Every record must be transcribed in its entirety, apart from the images, which are to be omitted.
------
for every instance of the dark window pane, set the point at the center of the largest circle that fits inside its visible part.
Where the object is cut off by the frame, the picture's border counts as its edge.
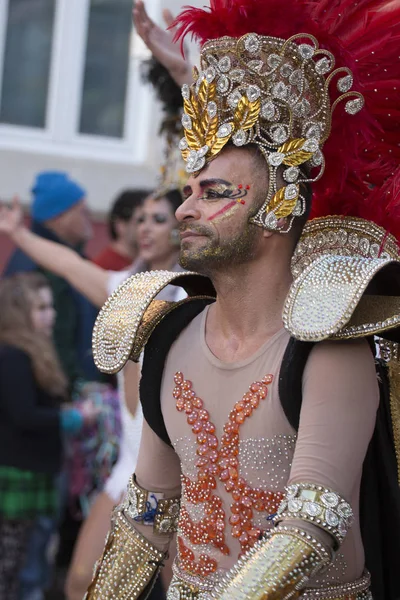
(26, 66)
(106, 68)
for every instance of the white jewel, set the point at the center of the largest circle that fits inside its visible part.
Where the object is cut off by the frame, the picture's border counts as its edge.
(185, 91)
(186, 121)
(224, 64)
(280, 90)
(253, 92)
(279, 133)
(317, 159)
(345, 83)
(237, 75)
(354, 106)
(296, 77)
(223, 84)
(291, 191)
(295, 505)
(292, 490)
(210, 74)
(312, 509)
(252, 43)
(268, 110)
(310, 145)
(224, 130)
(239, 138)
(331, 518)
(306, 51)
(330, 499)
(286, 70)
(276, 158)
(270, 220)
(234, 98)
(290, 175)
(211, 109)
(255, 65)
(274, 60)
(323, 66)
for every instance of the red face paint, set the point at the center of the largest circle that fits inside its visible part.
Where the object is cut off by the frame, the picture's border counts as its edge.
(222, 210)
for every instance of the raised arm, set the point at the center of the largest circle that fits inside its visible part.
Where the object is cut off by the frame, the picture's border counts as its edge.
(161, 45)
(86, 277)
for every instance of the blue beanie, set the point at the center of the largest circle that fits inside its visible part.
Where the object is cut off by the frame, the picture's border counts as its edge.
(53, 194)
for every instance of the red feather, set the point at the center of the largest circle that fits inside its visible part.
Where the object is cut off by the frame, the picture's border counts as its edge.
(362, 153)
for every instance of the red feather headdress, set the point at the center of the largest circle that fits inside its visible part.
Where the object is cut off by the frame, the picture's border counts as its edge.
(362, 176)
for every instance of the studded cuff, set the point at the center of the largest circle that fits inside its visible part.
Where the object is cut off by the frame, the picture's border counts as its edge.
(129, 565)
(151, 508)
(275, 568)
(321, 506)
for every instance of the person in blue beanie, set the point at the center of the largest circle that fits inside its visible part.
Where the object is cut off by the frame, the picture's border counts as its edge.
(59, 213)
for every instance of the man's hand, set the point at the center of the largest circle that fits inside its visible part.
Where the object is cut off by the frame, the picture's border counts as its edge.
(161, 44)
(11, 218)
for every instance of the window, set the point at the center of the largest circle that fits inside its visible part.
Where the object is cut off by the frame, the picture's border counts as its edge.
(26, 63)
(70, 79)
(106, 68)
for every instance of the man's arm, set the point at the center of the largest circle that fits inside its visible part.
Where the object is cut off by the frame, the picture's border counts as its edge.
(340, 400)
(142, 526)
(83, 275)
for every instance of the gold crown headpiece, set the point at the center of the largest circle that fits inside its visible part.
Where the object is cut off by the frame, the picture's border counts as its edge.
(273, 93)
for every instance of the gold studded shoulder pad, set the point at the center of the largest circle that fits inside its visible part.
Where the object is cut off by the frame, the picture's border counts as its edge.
------
→ **Completed exercise**:
for every instance of the dark window pane, set the point at the center of the largest circle that fits inside its visible part.
Where the object is cut off by the frame, the picture's border counts as its edge.
(26, 66)
(106, 68)
for every instance of the white jewel, set the point at the center of the largest circle that fits inside its visible part.
Where the object is cut off by the frame, the picture's border counts as its edge.
(185, 91)
(186, 121)
(224, 64)
(280, 90)
(253, 92)
(279, 133)
(317, 159)
(345, 83)
(237, 75)
(354, 106)
(296, 77)
(223, 84)
(291, 191)
(295, 505)
(292, 490)
(210, 74)
(312, 509)
(252, 43)
(268, 110)
(310, 145)
(224, 130)
(239, 138)
(331, 518)
(306, 51)
(330, 499)
(286, 70)
(276, 158)
(270, 220)
(234, 98)
(290, 175)
(211, 109)
(255, 65)
(274, 60)
(323, 66)
for every instance of the red face paint, set the point at the center of the largest circle that fits inside its visible part.
Where the object is cut off by the frame, the picture's border counts as its edge.
(222, 210)
for every instance of the raised arm, set the point at the center of the largest circle that fits inside its visible part.
Where the object is cut off by the frame, the picture's border counts as its edge.
(161, 45)
(86, 277)
for every instance of the blue beanie, set the point at the center of the largest circle that fits inside its visible part.
Where the object is cut off by the frame, the picture's border counts as its edge.
(53, 194)
for every instance of the red feather, set the point at the center of the largest circle that fits inside its visible part.
Where the object is cut off by the frame, the picture's border counts as its edge.
(362, 153)
for every instance of the red feather headdress, set the point at the center of the largest circle that fits inside its visible part.
Where the object is cut off by the frame, the picture's border counts as its edge.
(362, 176)
for every instance of the studded cuff, set the point at the center of the largest circle that fits inside its visible part.
Where the object is cut off by the frame, the picture's border counts as its edge.
(129, 565)
(151, 508)
(275, 568)
(321, 506)
for every instance of the person in blue beanie, set the point at the center of the largest circle that fits inside its visible part.
Where the object is cut off by the frame, the picture's border counts as its edge.
(59, 213)
for every instance of the man's hand, set the point at the center of the largest circle that fits inside its visible part.
Where the object is cut off by the frame, the picture's border counts as its edge.
(161, 44)
(11, 218)
for every instance of the window, set the point at the center of the largest circle that fits inside its visible part.
Where the object is cut off by the frame, the picture's border counts as its edge.
(26, 63)
(70, 79)
(106, 68)
for every instance of the man's arm, set the point at the center of the largest circle that fits inside its visible part.
Where the object is cut off by the frame, the picture's border counts as its edge.
(340, 400)
(142, 526)
(83, 275)
for every instance of the gold crown headpiece, set the point at the center of the largest circle that fits inside its visible part.
Where the object is cut off by the frame, the picture's border counts as its edge.
(273, 93)
for every instance of the gold studded shoulder pad, set the point at the center of the largest circle that fits inside its visible part.
Where the object is cut off by the frame, the picture's border counts as its edge.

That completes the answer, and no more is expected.